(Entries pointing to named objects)
- - - - - - -
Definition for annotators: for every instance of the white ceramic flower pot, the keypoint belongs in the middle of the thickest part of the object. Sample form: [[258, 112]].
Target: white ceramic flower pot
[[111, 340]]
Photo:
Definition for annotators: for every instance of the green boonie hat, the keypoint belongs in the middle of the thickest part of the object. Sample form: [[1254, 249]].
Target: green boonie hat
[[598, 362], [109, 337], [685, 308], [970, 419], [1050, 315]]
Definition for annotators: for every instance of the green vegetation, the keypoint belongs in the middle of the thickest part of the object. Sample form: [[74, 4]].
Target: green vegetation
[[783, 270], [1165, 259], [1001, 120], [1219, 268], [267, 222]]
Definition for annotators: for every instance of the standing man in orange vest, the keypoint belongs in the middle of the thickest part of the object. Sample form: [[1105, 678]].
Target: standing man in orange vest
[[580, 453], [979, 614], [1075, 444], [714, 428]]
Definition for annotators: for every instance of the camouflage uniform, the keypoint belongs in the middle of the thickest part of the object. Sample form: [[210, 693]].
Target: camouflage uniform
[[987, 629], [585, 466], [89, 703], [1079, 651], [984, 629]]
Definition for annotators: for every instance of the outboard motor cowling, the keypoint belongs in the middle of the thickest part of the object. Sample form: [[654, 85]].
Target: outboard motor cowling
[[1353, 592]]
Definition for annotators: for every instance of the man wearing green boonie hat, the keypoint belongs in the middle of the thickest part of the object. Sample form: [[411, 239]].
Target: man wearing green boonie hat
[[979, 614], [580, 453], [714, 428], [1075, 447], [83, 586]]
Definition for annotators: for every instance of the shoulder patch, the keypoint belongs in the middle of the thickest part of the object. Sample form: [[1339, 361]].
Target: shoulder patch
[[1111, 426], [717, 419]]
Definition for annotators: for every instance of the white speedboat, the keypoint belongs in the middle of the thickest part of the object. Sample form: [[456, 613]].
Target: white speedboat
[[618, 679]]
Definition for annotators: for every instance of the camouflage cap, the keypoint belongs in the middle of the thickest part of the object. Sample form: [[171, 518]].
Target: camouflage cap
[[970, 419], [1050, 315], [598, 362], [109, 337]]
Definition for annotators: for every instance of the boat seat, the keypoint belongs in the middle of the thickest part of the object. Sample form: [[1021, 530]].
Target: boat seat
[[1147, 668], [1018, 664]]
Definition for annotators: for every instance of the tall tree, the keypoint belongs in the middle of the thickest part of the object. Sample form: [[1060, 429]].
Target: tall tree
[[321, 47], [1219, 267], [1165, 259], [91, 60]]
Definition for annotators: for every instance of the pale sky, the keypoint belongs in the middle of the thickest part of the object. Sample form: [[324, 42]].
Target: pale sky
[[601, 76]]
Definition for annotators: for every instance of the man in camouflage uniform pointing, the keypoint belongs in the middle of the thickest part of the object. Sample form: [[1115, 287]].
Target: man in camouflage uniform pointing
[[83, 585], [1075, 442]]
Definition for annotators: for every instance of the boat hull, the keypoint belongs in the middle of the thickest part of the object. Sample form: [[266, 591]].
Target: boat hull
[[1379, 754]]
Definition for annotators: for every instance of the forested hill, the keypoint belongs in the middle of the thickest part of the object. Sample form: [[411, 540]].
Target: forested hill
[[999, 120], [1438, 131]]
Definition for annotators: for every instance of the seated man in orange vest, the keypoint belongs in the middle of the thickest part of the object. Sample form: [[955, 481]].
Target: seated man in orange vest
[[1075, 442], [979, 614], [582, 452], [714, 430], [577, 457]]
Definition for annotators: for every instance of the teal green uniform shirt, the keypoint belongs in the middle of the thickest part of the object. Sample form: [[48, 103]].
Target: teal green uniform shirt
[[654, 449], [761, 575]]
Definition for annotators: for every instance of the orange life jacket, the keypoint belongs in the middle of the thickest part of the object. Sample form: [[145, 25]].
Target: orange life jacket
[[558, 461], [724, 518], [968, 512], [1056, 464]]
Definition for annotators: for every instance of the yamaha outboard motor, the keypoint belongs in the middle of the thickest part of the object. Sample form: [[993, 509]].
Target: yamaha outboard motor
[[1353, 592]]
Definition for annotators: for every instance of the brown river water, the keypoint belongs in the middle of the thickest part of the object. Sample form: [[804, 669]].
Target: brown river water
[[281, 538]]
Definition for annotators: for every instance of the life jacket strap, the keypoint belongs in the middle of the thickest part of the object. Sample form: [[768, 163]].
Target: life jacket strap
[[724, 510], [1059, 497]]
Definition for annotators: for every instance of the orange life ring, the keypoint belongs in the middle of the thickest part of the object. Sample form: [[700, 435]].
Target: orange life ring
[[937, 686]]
- - - - - - -
SET PROBLEM
Copy all of the material above line for line, without changing a single character.

TASK OUTPUT
Definition for annotators: for every instance of the white ceramic flower pot, the keypoint belongs in the middle of the thickest part of the object. Sample form: [[258, 112]].
Target: white ceramic flower pot
[[111, 340]]
Photo:
Definition for annotators: for every instance of the green boonie hat, the keypoint belongs in the middle of the thickest part of the object. Sample form: [[1254, 249]].
Target: green boonie hat
[[598, 362], [109, 337], [685, 308], [970, 419], [1050, 315]]
Definition for annotators: for every instance of the green vegetation, the keypoint belongs in the middle of the thickest part of the object. Sample form: [[74, 4]].
Target: green vegetation
[[783, 270], [1165, 259], [1001, 120], [1219, 268], [267, 222]]
Definition for annotators: for every instance of the standing man in orange vest, the keypoint belongs in the middle of the thickest part of the object. Sample form: [[1105, 678]].
Target: standing man in orange vest
[[580, 453], [979, 614], [1075, 444], [714, 428]]
Definition for annotators: for every instance of the camouflage uniform, the keypoint belongs in the middle of the thickest part of the object. Sample form: [[210, 693]].
Target: camouflage uniform
[[987, 629], [585, 466], [89, 703], [1079, 651], [984, 629]]
Definition for annotators: for every instance of the outboard motor cowling, the keypoint belongs in the middle of the thickest part of the object. Sample form: [[654, 85]].
Target: outboard motor cowling
[[1353, 592]]
Definition for annotators: for every instance of the man wearing green boonie hat, the keypoint belongs in the middle of the thickest part of the object. Sample form: [[411, 239]].
Target: man wearing green boonie hat
[[979, 614], [580, 453], [714, 428], [1075, 447], [83, 586]]
Definition for annotators: for every instance of the shoulder patch, the keypoint belongs in the middle of the thickest part of the object. Sample form: [[1339, 361]].
Target: shoulder patch
[[1111, 426], [717, 419]]
Definition for annotators: for every instance of the white speedboat, the keypoint belongs in the middle of the thickest part of the object. Sample form: [[456, 613]].
Target: white speedboat
[[618, 679]]
Definition for annotators: for every instance of the camouflage cap, the keypoint belongs in the middle of the thickest part of the object. Sample form: [[171, 518]].
Target: camouflage cap
[[970, 419], [1050, 315], [598, 362], [109, 337]]
Definition for annotators: for every instance of the boat seat, the keypoint belongs in the middle of the thickest part of the object. Sample form: [[1021, 530]].
Target: boat seat
[[1147, 668], [1018, 664]]
Definition for annotators: for every instance of the tall tree, the keypoint belongs in the middle of the thickest part of the object. Sample form: [[1060, 429]].
Target: tall tree
[[321, 47], [1219, 267], [1165, 259], [91, 60]]
Definition for annotators: for every instance of the pale sky, the keypoint belongs in the middle of the thickest part of the object. Sample form: [[324, 42]].
Target: pale sky
[[601, 76]]
Definition for annotators: for every instance of the man in camouflage uniform pointing, the keypoint belongs in the middle of the thickest part of the object. Sample form: [[1115, 287]].
Target: man in camouflage uniform pointing
[[83, 585], [1075, 442]]
Definition for annotators: for every instance of the boat hull, the keypoint belongs in the middle of the thickest part of the object. Sample form: [[266, 591]].
Target: boat hull
[[1379, 754]]
Definition for annotators: for every instance of the forested hill, the keypoint belongs in the middle of the thickest part of the object. Sample form: [[411, 540]].
Target: forested hill
[[999, 120], [1438, 131]]
Definition for annotators: for every instance of the seated man in orange vest, the keypoint belongs in the middle of the thickest part of the object. Sample form: [[955, 481]].
Target: seated man in orange vest
[[1075, 442], [979, 614], [582, 452], [714, 430], [577, 457]]
Definition for annotators: for every instance of the teal green uniform shirt, the keypoint belongs in the middle of the thickest part of the object. Sample form: [[48, 103]].
Target: teal green uniform shirt
[[654, 449], [761, 575]]
Definition for annotators: for every instance of the orange life jacket, the keypoint belongs in the middle of the thickest part of the object. Sample form: [[145, 25]].
Target: orange life jacket
[[558, 461], [724, 518], [968, 512], [1056, 464]]
Definition for annotators: for every instance of the yamaha outboard motor, the keypoint belongs in the middle of the thickest part of the object. Sample form: [[993, 509]].
Target: yamaha outboard motor
[[1353, 592]]
Definition for annotators: for every instance of the brown river water, the keypoint belongs in the middle of the thickest part of the object. Sample form: [[804, 669]].
Target: brown river water
[[281, 538]]
Definition for annotators: for every instance of the life jacket strap, the keypoint belongs in the middle of the thickest part of the object. Sample form: [[768, 163]].
Target: life jacket strap
[[724, 510], [1059, 497]]
Definition for annotators: for every instance of the orange life ring, the keypoint belongs in the middle of the thickest part of the object. Sample form: [[700, 435]].
Target: orange life ring
[[937, 686]]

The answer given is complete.